→ **Directions**
What is needed is an exact transcription of every record below.

→ **Records for this exercise**
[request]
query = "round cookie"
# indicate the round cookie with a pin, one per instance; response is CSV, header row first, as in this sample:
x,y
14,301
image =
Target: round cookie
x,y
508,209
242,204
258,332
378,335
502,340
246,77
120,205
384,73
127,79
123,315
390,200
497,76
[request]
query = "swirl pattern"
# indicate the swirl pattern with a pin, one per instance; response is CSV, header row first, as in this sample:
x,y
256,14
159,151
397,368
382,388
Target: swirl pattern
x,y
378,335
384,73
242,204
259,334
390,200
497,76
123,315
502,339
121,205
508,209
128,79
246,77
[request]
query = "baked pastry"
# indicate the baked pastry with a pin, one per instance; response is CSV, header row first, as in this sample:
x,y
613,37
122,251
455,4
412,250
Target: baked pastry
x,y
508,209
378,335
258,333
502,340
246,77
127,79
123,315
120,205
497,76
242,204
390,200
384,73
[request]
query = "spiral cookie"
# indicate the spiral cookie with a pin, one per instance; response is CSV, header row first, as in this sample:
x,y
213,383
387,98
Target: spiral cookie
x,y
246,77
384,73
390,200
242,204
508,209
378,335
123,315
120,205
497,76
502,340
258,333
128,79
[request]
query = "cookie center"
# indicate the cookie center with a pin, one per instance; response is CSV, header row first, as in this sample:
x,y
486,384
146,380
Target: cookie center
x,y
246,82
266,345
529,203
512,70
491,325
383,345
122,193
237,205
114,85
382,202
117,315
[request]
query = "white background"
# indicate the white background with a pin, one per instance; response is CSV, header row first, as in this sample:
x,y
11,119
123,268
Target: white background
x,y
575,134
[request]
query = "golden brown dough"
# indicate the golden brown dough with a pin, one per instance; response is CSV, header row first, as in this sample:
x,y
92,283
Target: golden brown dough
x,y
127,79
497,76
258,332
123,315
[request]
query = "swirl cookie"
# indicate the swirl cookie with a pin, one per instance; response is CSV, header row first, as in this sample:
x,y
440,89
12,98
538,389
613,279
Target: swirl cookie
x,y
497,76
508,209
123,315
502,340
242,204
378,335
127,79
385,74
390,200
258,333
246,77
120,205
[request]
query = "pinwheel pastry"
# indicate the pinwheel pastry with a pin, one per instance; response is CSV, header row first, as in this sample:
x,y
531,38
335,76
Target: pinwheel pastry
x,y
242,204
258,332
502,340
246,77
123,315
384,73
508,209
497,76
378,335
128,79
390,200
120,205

→ **Expected answer**
[request]
query = "round cookie"
# indicate the round cookie with a pin, one per instance; response is CSV, header row first, as in this sample:
x,y
14,301
image =
Target: round cookie
x,y
508,209
242,204
258,332
378,335
502,340
246,77
120,205
384,73
127,79
123,315
390,200
497,76
[request]
query = "swirl pattern"
# indicate the swirl pattern with a pin, one per instance; response is CSV, header row first, as in this sample:
x,y
256,14
159,151
397,368
382,388
Target: swirl pattern
x,y
378,335
384,73
242,204
259,334
390,200
497,76
123,315
502,339
121,205
508,209
128,79
246,77
[request]
query = "baked pastry"
# indicate the baked pastry with a pin, one per instance; response is CSV, header row first, as in this sample:
x,y
613,37
122,251
455,4
412,250
Target: baked pastry
x,y
508,209
378,335
258,333
502,340
246,77
127,79
123,315
120,205
497,76
242,204
390,200
384,73
[request]
query = "spiral cookie"
# indicate the spiral cookie with a pin, one per instance; response is CSV, header row first, as in this sample:
x,y
213,383
387,98
Target: spiral cookie
x,y
246,77
384,73
390,200
242,204
508,209
378,335
123,315
120,205
497,76
502,340
258,333
128,79
[request]
query = "cookie center"
# indicate the cookie center with a pin, one per instance; response is CSV, header row first, as in this sample:
x,y
486,384
146,380
Target: cookie center
x,y
246,82
266,345
529,203
512,70
491,325
383,345
122,193
237,205
114,85
382,202
117,315
[request]
query = "white background"
# indicate the white background with a pin, one per instance; response is CSV, header row first, as in this sample:
x,y
11,119
123,268
Target: white background
x,y
575,134
[request]
query = "golden brown dough"
# indicate the golden brown dough with a pin, one per instance; response is CSV, header row first, as in this sample:
x,y
92,283
Target: golden brown dough
x,y
127,79
497,76
258,332
123,315
[request]
query = "swirl cookie"
# indicate the swirl cookie with a pin, one per instance; response is CSV, header row first, as in this sample:
x,y
440,89
12,98
538,389
613,279
Target: swirl cookie
x,y
497,76
508,209
123,315
502,340
242,204
378,335
127,79
385,74
390,200
258,333
246,77
120,205
[request]
query = "pinwheel pastry"
# indicate the pinwheel pastry with a pin, one per instance; response is CSV, header row first, as in this sample:
x,y
531,38
335,76
Target: pinwheel pastry
x,y
242,204
258,332
502,340
246,77
123,315
384,73
508,209
497,76
378,335
128,79
390,200
120,205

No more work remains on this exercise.